Aim —
Filter the rows below down to the lines that contain the string "blond", treating uppercase and lowercase letters as different.

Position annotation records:

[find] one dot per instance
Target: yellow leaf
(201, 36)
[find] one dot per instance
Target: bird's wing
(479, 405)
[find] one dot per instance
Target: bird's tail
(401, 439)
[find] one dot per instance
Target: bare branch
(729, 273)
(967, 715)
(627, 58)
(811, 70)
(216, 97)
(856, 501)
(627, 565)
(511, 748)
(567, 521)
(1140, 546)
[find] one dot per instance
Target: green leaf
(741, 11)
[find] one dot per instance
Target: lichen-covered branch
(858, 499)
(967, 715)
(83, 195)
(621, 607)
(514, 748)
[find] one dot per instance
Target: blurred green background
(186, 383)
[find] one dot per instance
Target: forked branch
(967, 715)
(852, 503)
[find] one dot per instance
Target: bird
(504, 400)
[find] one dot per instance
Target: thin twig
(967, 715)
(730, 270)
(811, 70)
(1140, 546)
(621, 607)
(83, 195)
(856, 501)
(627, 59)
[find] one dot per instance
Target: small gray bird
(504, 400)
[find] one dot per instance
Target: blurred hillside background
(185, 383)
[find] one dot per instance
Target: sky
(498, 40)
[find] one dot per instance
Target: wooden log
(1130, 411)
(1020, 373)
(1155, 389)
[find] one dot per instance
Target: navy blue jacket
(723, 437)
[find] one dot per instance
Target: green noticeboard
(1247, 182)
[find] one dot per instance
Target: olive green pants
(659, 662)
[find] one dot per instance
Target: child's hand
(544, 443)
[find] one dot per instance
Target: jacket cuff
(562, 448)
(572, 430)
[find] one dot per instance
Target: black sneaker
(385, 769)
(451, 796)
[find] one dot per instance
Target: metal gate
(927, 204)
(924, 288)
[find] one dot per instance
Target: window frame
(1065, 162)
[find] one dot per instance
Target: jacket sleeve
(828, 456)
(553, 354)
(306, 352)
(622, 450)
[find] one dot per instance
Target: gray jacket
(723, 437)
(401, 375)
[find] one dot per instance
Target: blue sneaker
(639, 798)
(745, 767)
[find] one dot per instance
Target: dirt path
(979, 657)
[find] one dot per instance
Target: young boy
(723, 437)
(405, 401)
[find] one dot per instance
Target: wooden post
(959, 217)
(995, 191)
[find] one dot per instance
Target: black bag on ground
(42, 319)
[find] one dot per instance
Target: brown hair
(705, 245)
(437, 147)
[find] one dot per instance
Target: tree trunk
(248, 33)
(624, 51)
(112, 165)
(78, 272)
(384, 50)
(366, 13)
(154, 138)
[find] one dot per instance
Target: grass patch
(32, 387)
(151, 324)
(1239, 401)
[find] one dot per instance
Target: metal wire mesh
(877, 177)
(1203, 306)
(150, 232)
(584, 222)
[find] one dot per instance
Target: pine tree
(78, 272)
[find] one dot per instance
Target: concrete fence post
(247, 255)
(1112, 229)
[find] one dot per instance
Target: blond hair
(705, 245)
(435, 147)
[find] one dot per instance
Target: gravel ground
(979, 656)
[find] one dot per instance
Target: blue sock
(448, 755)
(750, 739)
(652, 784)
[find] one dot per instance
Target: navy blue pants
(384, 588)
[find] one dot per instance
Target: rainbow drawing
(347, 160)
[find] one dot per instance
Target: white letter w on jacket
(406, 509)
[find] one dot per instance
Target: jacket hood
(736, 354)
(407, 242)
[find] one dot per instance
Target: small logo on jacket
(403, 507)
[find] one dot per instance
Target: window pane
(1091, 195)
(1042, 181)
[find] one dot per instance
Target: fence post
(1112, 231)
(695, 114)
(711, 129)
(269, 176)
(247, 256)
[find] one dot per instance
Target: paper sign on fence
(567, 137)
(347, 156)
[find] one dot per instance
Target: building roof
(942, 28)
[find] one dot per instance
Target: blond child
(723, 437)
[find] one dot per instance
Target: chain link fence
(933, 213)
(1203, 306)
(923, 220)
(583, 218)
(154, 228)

Completed exercise —
Target: blond hair
Target: blond child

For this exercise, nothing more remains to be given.